_QUOTED PASSAGE_:
Our Research Members

The Roger’s lab uses progenitor cells and human pluripotent stem cells as a basis for developing cell based therapies for the treatment of Diabetic symptoms. We are investigating the wound healing properties of blood cells and mesenchymal cells in a model of Peripheral Vascular Disease (PVD) and Diabetic skin wounds. My lab has demonstrated that these cells have strong paracrine signaling that can reduce inflammation and apoptosis while promoting angiogenesis. Together, this results in superior tissue repair.

The Rogers’ lab is also focused on studying diabetic nephropathy through the development of 3D culture systems. Using decellularized kidneys from mouse and porcine as a substrate we can interrogate the role of the ECM in kidney regeneration. Human iPSC made from blood or cells in the urine are differentiated into renal progenitor cells and applied to the acellular ECM. This project allows for investigating the role of stem cells and their niche. By using decellularized kidney from healthy and diabetic mice (or humans) coupled with kidney progenitor and mature cells from healthy and diabetic sources, we can determine if diabetes is affecting the niche or the progenitor cells. 

The goal of my research is to inform the prevention of type 2 diabetes in the population. At the Population Health Analytics Laboratory, my research focusses on the use of advanced epidemiologic and biostatical approaches on large population-based data to inform public health activities targeted at reducing type 2 diabetes and obesity. I specialize in the development of population risk tools and I have led methodological advances in the new field of risk algorithms applied to the population setting. I developed the Diabetes Population Risk Tool (DPoRT), which is the only tool built to inform population intervention strategies for diabetes. This work is recognized as a novel way to inform to diabetes preventions strategies and is currently being used by policymakers in Canada. I have also led the largest study estimating diabetes-attributable health care costs as well as the burden of undiagnosed diabetes in Canada. I am expanding this research to understand how persons living with type 2 diabetes accumulate chronic conditions over their life course and elucidating what factors contribute to mortality outcomes.

[Stored data entries]

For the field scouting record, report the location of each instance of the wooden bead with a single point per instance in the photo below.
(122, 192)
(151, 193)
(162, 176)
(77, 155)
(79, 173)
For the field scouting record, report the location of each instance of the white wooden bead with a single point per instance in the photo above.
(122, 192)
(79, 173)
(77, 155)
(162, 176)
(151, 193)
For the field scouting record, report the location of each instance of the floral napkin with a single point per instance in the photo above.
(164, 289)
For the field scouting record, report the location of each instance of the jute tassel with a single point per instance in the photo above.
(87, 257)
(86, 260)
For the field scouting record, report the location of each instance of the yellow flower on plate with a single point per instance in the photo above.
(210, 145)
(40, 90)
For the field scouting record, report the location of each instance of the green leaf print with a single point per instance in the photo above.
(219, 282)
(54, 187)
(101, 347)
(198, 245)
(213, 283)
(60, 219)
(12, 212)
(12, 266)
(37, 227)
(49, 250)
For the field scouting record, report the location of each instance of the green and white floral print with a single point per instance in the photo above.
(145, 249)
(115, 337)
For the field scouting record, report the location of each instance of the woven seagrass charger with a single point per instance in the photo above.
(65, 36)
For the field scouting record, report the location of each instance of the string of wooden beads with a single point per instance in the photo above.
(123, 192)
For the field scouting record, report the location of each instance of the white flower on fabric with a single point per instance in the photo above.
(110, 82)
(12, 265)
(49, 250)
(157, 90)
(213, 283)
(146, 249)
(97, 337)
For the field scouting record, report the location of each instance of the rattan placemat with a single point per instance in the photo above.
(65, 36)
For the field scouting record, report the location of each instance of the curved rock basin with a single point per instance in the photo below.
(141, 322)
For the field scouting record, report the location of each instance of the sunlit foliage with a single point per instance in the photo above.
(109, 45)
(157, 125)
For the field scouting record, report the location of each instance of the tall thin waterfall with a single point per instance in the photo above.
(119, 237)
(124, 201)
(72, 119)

_WORK REQUEST A_: On the research members page, repeat the stretch from "Our Research Members" through "superior tissue repair.".
_WORK REQUEST B_: What does the research members page name as the only tool built to inform population intervention strategies for diabetes?

_OUTPUT A_:
Our Research Members

The Roger’s lab uses progenitor cells and human pluripotent stem cells as a basis for developing cell based therapies for the treatment of Diabetic symptoms. We are investigating the wound healing properties of blood cells and mesenchymal cells in a model of Peripheral Vascular Disease (PVD) and Diabetic skin wounds. My lab has demonstrated that these cells have strong paracrine signaling that can reduce inflammation and apoptosis while promoting angiogenesis. Together, this results in superior tissue repair.

_OUTPUT B_: The Diabetes Population Risk Tool (DPoRT).